Reduce Nurse Burnout With Mindfulness and Meditation

By Sallie Jimenez for Nurse.com

If you’re a nurse who is experiencing physical, emotional, and mental fatigue from the stresses of your job, you’re not alone. According to Nurse.com’s 2024 Nurse Salary and Work-Life Report, 59% of nurses said they experienced burnout in the past two years, and 54% said they experienced prolonged stress.

The good news is meditation and mindfulness can offer powerful tools to combat burnout. Mindfulness has been shown to reduce stress and anxiety, improve focus, and overall mental and physical well-being. Meditation can also decrease stress by improving sleep, reducing anxiety and depression, and increasing self-compassion. 

Understanding nurse burnout

While nurse burnout is common, it isn’t inevitable. Working long hours, caring for sick and vulnerable patients, not receiving support, and neglecting self-care can all lead to a state of chronic stress. 

By recognizing the early signs of nurse burnout, identifying the source of your stress, and prioritizing your physical and mental health, you can practice strategies to avoid burnout.

Mindfulness involves paying attention in the present moment to your thoughts, feelings, body sensations, and environment. The practice helps nurses avoid burnout by quieting the mind, while reducing stress and increasing focus.

If you’re unsure how to get started, there’s a wealth of resources that can help you master mindfulness, breathing methods, and other strategies.

While the terms “mindfulness” and “meditation” are often used together, mindfulness can be practiced without meditation, or they can be practiced together and serve to complement each other.

Practical tips for incorporating meditation and mindfulness

Mindfulness is a practice that even the busiest nurses can incorporate into their day. The site, mindful.org, for instance, offers several daily mindfulness practices that can be done in a matter of minutes.

--- AIM OF THE TASK ---
Continue the article on reducing nurse burnout with mindfulness and meditation, picking up after its last sentence.

Stored records:
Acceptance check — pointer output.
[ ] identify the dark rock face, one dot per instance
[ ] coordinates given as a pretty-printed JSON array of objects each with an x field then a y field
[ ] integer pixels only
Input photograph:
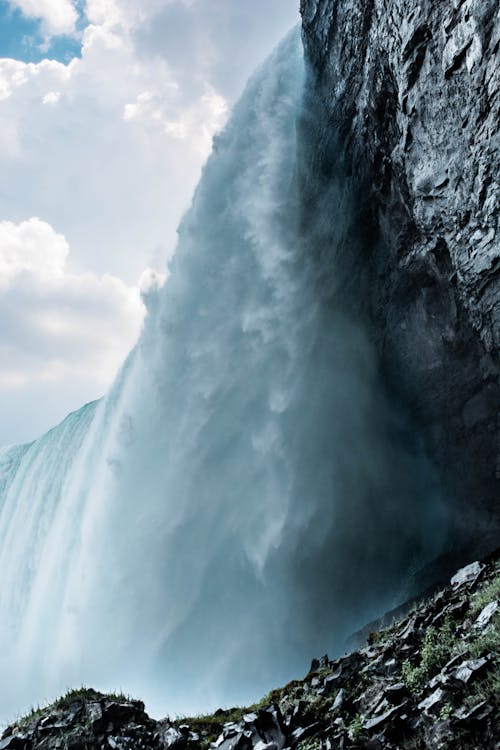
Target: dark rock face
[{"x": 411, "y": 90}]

--- OUTPUT BELOW ---
One of the techniques is the STOP practice, also called the doorknob practice in medicine. This is a technique you can use to ground yourself as stressful moments arise during the day. On the mindful.org website, Mark Bertin, MD, a pediatrician, mindfulness teacher, and author from Pleasantville, New York, recommends completing the following steps the next time you enter a patient’s room or a meeting:

S: Stop what you’re doing.
T: Take a few breaths.
O: Observe and check in with what’s going on around you.
P: Pick how to proceed with intention. Ask yourself, “What’s the most skillful thing to be doing next?”

If you don’t have a lot of time to practice mindfulness or meditation, that’s ok. Begin with short, manageable sessions. Even five minutes can make a difference. Gradually increase the duration as you become more comfortable.

  1. Mindful breathing: Practice mindful breathing exercises. Focus on your breath, observing the inhale and exhale without trying to change it. This can be done during breaks or even while performing tasks at the nurses’ station.
  2. Guided meditations: Utilize smartphone apps such as Headspace, Calm, and Smiling Mind, or YouTube videos offering guided meditations tailored specifically for nurses and other healthcare workers who want to manage stress relief and promote relaxation. 
  3. Mindful moments: Incorporate mindfulness into daily activities. Pay full attention to what you’re doing, whether it’s washing your hands, charting, or interacting with a patient.
  4. Create a meditation space: If possible, designate a quiet corner at home or work where you can meditate without interruptions. A calming environment can enhance the effectiveness of your practice.
  5. Join a group: Practicing with others can provide motivation and support. Look for local or online meditation groups or classes.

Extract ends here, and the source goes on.